Reproduce the following records verbatim, leaving out the pictures.

• SUPPLIED MATERIAL:
....................

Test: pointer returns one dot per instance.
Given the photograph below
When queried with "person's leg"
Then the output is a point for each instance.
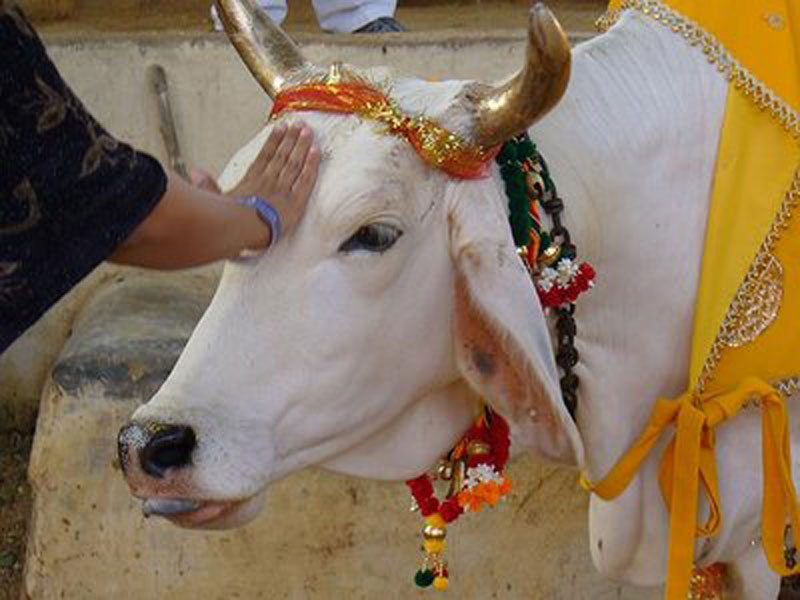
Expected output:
(276, 9)
(346, 16)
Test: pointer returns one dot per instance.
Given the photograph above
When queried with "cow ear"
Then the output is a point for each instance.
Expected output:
(503, 347)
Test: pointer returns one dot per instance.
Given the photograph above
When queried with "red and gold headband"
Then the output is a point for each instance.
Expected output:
(436, 145)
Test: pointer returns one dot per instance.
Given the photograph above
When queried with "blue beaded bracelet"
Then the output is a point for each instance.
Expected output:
(267, 213)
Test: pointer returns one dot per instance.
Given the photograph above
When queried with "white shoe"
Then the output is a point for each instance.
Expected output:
(215, 19)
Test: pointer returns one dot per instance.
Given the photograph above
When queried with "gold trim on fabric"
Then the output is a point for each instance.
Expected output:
(715, 52)
(750, 295)
(756, 303)
(788, 386)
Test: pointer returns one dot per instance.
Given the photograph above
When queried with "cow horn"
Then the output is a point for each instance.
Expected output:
(267, 51)
(511, 108)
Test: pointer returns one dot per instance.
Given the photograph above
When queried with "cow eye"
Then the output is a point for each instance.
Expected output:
(375, 237)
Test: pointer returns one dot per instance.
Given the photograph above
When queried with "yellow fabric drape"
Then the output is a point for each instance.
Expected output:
(692, 450)
(756, 166)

....................

• RESULT OF THIS EXERCISE:
Test: pointer returns one dot per instance.
Given the photograph below
When queried with "person's leg"
Then the output is a point for each instance.
Expected output:
(276, 9)
(346, 16)
Test: pointer returns one dot per instance.
Given the photograph above
When queried with "cow ear"
Then the output is a point for each instance.
Expected output:
(503, 347)
Test: pointer returns one dot per instance.
Given the photograph above
When queried with "red and gold headband"
Then the output is a point for each instance.
Expected output:
(436, 145)
Test: pointer returns one dot per instance.
Given the photograph above
When queried with "blue beaded bracelet"
Then the output is a point for each instance.
Expected output:
(267, 213)
Test: pointer returns one dot per instance.
Given the photograph above
When queried with "white shoe"
Then the output is a point for each instance.
Expected output:
(215, 19)
Test: pointer returns one dot per instance.
Given the photograph above
When queried with "gold trim on fabric"
Then the output is a point for each instance.
Expected output:
(715, 52)
(750, 295)
(756, 303)
(788, 386)
Test: pointer returns one dot per instance.
Given the photograph above
When queried with "cow horn"
Then the output is a point for each instance.
Expected output:
(267, 51)
(511, 108)
Test: pointer returns one dot per instance.
Given the photograph above
When queried with "cow eye"
Then the output is a point for each instance.
Expected output:
(375, 237)
Test: pointer returns one dot per instance.
Given the photograph above
When queried with "yellow fabric drape"
Then the output is a point for each instance.
Expected output:
(692, 450)
(756, 166)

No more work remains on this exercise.